Extract>
▼▼▼
New medical coding system taxes hospital IT resources
Federal requirement of ICD-10 changeover as much about integration and testing as it is new applications
Computerworld - A new federally mandated medical coding system designed to better track diagnoses and treatments is affecting dozens of core applications for healthcare providers and insurance payers, and is requiring a massive overhaul of IT systems that some say will be nearly impossible to complete on time.
Medical providers and insurance payers are required to move from the current ICD-9 coding system to ICD-10 by Oct. 1, 2013. The effort has already been under way since 2008, yet most hospitals have yet to begin the change-over, says the American Hospital Association, an industry group with more than 5,000 member hospitals, health systems and other care organizations.
The move from ICD-9 to ICD-10, which changes out about 15,000 codes for approximately 68,000 new ones, comes at a time when care providers are already under the gun to implement and prove to the federal government the meaningful use of electronic health records (EHR).
▲▲▲
Information provided>
▼▼▼
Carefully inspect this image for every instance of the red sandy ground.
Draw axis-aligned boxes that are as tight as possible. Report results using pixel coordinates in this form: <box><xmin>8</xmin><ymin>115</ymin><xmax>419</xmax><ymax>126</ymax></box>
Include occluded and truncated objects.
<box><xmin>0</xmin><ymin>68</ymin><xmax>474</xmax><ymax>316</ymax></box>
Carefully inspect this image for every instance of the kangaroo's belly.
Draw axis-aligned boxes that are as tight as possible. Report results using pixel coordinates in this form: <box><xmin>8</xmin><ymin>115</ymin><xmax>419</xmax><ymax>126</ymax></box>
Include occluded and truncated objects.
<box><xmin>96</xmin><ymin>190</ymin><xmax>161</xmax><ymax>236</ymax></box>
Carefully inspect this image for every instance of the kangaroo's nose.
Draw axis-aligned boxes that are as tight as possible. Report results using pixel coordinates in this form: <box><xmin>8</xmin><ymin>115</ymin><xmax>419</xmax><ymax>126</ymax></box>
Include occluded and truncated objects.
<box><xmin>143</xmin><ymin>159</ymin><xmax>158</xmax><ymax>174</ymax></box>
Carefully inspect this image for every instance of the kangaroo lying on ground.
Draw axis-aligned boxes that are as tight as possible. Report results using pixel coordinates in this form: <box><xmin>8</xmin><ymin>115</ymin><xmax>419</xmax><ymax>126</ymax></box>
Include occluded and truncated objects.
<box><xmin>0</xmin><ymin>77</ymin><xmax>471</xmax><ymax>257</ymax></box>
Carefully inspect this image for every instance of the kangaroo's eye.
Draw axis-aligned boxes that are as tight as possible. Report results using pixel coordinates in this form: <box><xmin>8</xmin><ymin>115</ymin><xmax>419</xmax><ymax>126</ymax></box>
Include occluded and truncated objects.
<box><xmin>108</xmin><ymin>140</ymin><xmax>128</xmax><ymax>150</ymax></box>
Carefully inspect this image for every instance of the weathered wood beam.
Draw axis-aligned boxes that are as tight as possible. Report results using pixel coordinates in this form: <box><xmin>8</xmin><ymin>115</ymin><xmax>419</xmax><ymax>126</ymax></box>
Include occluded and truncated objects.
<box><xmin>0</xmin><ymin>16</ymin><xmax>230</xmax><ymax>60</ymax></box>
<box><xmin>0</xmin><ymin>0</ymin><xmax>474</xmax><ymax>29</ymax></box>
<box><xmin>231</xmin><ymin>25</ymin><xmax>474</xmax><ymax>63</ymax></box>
▲▲▲
Exercise description> Retype the ICD-10 coding article from "Medical providers and" to "health records (EHR).", keeping every word and punctuation mark unchanged.

Exercise output>
Medical providers and insurance payers are required to move from the current ICD-9 coding system to ICD-10 by Oct. 1, 2013. The effort has already been under way since 2008, yet most hospitals have yet to begin the change-over, says the American Hospital Association, an industry group with more than 5,000 member hospitals, health systems and other care organizations.
The move from ICD-9 to ICD-10, which changes out about 15,000 codes for approximately 68,000 new ones, comes at a time when care providers are already under the gun to implement and prove to the federal government the meaningful use of electronic health records (EHR).